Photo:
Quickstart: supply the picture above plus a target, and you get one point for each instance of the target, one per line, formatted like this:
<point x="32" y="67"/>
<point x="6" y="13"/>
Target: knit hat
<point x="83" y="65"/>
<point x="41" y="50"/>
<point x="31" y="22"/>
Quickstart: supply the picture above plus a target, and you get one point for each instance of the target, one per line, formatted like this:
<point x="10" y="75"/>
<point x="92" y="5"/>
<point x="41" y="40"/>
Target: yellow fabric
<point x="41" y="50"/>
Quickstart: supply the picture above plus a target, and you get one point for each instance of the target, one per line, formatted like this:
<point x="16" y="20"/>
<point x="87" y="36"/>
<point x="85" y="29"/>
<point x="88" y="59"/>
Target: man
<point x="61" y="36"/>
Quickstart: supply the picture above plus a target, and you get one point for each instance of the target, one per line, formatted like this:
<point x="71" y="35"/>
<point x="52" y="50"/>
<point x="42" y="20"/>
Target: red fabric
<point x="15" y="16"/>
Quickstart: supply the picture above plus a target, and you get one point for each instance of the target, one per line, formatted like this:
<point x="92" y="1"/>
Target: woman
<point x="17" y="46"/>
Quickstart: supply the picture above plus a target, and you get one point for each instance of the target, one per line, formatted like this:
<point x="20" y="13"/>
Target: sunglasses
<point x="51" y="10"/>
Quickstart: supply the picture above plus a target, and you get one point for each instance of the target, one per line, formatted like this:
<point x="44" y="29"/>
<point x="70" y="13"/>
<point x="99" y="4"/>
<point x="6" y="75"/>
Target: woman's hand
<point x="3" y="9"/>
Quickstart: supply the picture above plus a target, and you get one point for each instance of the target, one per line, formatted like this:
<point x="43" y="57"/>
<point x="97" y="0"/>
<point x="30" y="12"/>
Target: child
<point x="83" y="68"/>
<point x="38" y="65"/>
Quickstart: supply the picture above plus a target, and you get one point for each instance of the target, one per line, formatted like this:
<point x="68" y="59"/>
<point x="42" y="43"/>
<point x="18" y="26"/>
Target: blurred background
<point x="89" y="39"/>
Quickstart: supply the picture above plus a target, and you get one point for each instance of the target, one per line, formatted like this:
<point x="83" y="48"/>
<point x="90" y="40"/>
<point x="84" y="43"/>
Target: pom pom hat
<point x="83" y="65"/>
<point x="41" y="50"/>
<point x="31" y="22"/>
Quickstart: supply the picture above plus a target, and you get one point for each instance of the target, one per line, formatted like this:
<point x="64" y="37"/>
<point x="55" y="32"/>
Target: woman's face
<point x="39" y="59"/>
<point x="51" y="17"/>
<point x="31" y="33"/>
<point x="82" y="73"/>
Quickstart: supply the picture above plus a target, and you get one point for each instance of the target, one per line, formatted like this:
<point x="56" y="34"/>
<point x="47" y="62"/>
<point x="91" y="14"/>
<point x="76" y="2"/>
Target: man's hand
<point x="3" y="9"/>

------------------------------

STATED PROBLEM: Return every line of the entries above that contains the string "woman".

OUTPUT BELOW:
Target: woman
Target: woman's hand
Target: woman's face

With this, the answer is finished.